— START OF RECORDS SUPPLIED —

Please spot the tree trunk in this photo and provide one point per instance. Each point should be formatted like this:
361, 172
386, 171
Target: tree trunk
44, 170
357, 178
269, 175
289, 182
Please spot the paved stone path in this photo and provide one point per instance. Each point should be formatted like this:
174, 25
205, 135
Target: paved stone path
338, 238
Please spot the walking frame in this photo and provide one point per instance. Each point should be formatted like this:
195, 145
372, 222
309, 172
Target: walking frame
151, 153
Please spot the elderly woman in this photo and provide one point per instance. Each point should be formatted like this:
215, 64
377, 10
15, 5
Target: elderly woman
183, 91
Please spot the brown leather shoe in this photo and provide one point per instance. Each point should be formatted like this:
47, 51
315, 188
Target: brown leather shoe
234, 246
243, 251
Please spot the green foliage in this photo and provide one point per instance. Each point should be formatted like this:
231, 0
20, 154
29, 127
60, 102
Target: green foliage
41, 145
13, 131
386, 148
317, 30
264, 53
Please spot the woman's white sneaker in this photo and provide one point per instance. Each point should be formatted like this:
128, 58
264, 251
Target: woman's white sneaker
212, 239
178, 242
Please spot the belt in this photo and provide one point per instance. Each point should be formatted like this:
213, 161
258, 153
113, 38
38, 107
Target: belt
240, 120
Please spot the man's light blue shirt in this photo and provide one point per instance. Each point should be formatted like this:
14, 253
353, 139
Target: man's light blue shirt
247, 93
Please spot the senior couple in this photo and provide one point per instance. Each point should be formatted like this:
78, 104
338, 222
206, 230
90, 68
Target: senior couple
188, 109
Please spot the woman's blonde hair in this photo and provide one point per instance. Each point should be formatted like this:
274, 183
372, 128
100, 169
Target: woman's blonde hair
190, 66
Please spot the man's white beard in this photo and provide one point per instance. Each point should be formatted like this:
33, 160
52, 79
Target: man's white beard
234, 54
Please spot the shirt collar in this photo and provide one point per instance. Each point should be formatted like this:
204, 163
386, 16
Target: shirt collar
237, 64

— END OF RECORDS SUPPLIED —

» WHAT THIS TASK INVOLVES
Extract all the material, leaving every line as it is.

» SOLUTION BELOW
Please spot the tree trunk in this photo and provide one point per instance. Each point should be formatted like this:
361, 172
386, 171
Target: tree trunk
44, 170
357, 178
269, 175
289, 182
Please spot the paved stone path in this photo and provide one point per instance. Each point should be formatted like this:
174, 25
205, 135
Target: paved stone path
338, 238
Please spot the walking frame in this photo and provide one point per instance. Each point should be formatted like this:
195, 145
372, 222
309, 172
Target: walking frame
151, 153
Please spot the elderly woman in this photo and provide one point per instance. Each point should be formatted like this:
215, 64
377, 10
15, 5
Target: elderly woman
183, 91
Please spot the brown leather shoe in this photo and provide one point per instance. Each point should be formatted like this:
47, 51
315, 188
Target: brown leather shoe
234, 246
243, 251
Please spot the green foliage in this photo and provide one point per instance. Each point should be formatted like this:
231, 0
20, 154
29, 127
60, 102
Target: green foliage
41, 145
13, 131
386, 148
317, 30
264, 53
Please spot the woman's white sneaker in this photo and provide one point per instance. Each point should be formatted like this:
128, 58
264, 251
Target: woman's white sneaker
212, 239
178, 242
Please spot the belt in this photo and provide one point per instance. Each point should be formatted like this:
213, 161
258, 153
113, 38
38, 107
Target: belt
240, 120
Please spot the man's light blue shirt in this photo and provide one point per instance. Each point should be formatted like this:
14, 253
353, 139
Target: man's light blue shirt
247, 93
Please spot the senior couple in this photo and provide one point per instance. Each point should be formatted like this:
78, 104
338, 222
206, 230
90, 68
Target: senior couple
188, 109
Please spot the woman's blonde hair in this photo and provide one point per instance. Each point should be formatted like this:
274, 183
372, 128
100, 169
Target: woman's blonde hair
190, 66
Please spot the man's white beard in this photo and provide one point per instance. Each point should be formatted like this:
33, 160
52, 79
Target: man's white beard
234, 54
Please spot the shirt collar in this photo and provide one point per instance. Each point should be formatted like this:
204, 163
386, 16
Target: shirt collar
237, 64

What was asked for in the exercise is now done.